AVAILABLE DATA:
Segment Open
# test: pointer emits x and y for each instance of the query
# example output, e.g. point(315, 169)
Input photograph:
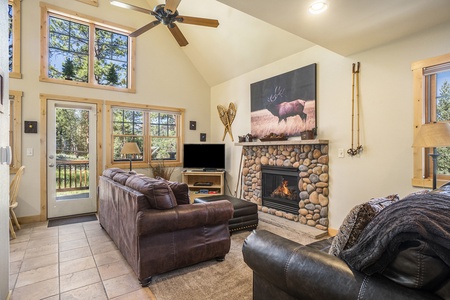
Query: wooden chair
point(13, 191)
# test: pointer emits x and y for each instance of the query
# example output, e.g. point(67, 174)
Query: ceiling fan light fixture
point(318, 7)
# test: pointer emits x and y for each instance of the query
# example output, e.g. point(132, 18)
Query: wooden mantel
point(285, 142)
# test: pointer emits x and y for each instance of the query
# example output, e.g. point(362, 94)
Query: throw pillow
point(111, 172)
point(179, 189)
point(158, 193)
point(356, 220)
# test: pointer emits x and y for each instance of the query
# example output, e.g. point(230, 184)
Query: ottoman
point(245, 214)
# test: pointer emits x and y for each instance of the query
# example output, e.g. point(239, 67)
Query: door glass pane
point(72, 153)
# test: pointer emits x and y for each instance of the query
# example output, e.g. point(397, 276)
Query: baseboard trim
point(30, 219)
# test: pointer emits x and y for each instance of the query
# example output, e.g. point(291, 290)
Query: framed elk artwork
point(284, 104)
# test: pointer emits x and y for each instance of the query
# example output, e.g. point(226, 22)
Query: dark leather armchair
point(283, 269)
point(155, 228)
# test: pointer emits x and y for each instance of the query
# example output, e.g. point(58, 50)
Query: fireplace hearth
point(280, 188)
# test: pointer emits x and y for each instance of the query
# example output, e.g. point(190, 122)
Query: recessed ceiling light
point(318, 7)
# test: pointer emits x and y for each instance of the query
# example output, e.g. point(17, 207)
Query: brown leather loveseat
point(154, 226)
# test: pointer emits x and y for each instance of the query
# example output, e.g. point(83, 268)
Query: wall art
point(284, 104)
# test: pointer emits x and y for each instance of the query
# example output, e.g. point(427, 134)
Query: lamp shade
point(130, 148)
point(432, 135)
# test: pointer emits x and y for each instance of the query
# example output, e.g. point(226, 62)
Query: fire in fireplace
point(279, 188)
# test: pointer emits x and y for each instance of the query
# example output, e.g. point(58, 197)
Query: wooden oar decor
point(355, 88)
point(227, 117)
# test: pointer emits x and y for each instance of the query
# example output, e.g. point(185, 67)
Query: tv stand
point(214, 183)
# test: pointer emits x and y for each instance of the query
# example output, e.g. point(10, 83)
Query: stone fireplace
point(309, 161)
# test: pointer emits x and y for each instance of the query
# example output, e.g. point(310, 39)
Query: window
point(432, 104)
point(15, 129)
point(156, 130)
point(83, 51)
point(14, 38)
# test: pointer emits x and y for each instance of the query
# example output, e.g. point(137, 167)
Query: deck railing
point(72, 175)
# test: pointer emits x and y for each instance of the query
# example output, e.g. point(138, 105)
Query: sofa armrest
point(151, 221)
point(306, 273)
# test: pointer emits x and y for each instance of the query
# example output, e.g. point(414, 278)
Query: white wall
point(4, 169)
point(385, 166)
point(164, 75)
Segment Closed
WHAT YOU WILL DO:
From the records above, repeat exactly the lines from the one with "# example output, e.g. point(67, 174)" through the one with "# example output, e.g. point(362, 94)", both included.

TASK OUTPUT:
# example output, e.g. point(67, 174)
Query: ceiling fan light fixture
point(318, 7)
# test: pointer emits x and y for each instance of the query
# example output, e.g. point(132, 18)
Query: wooden mantel
point(285, 142)
# test: pointer emits x and y for each instance of the query
# example output, e.g. point(362, 94)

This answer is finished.